-- About this task --
Everything in the records should be repeated exactly.

========================================================================

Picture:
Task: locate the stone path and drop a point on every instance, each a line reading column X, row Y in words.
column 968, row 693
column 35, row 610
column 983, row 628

========================================================================

-- Your solution --
Picture:
Task: locate the stone path and drop a point on every instance, each a line reading column X, row Y in words.
column 968, row 693
column 35, row 610
column 983, row 628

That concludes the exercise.